(Stored items)
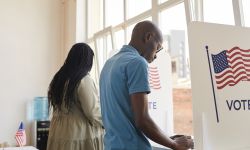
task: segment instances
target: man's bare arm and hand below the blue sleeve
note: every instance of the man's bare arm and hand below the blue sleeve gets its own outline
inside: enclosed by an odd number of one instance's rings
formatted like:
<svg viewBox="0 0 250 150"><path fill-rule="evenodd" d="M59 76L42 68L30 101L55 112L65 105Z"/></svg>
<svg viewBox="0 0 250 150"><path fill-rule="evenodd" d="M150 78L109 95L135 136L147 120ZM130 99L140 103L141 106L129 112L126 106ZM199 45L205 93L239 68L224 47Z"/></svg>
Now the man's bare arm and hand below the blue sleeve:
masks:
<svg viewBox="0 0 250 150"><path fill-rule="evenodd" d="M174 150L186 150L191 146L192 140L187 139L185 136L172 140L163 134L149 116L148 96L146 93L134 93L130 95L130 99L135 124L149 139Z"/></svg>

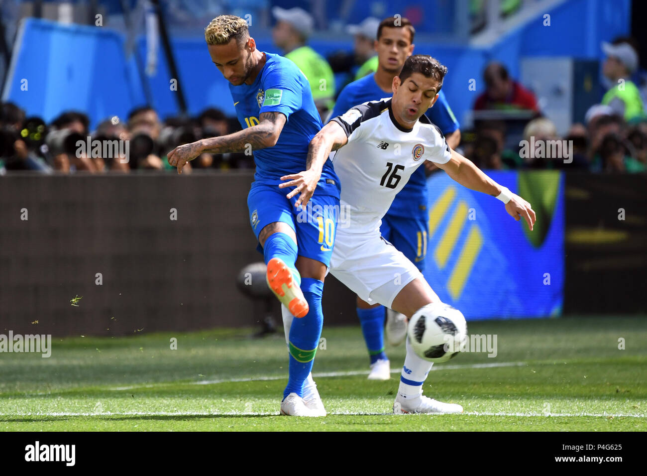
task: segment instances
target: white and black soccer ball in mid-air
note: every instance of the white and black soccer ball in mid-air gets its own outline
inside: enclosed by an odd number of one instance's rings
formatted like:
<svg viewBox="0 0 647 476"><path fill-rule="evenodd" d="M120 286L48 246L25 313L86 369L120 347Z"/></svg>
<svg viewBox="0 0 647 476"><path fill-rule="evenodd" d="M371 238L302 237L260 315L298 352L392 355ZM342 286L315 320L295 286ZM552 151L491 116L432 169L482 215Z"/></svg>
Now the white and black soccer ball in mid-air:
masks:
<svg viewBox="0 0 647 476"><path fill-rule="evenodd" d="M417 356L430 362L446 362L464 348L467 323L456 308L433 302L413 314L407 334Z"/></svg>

--

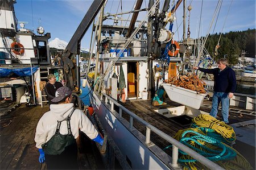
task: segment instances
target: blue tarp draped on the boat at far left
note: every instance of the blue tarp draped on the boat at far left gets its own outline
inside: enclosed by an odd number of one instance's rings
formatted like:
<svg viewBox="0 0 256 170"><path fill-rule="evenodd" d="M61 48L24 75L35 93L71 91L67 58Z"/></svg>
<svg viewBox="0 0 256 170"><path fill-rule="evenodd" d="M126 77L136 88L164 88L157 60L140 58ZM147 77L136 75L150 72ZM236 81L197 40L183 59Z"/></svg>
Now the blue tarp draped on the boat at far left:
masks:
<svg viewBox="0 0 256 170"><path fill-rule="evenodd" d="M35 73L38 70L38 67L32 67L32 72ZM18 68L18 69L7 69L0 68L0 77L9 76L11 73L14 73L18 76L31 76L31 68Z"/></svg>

Work request: List all lines above in which the string "soccer" appears.

Answer for this exercise:
target: white and black soccer ball in mid-air
note: every instance of the white and black soccer ball in mid-air gets its own outline
Now the white and black soccer ball in mid-air:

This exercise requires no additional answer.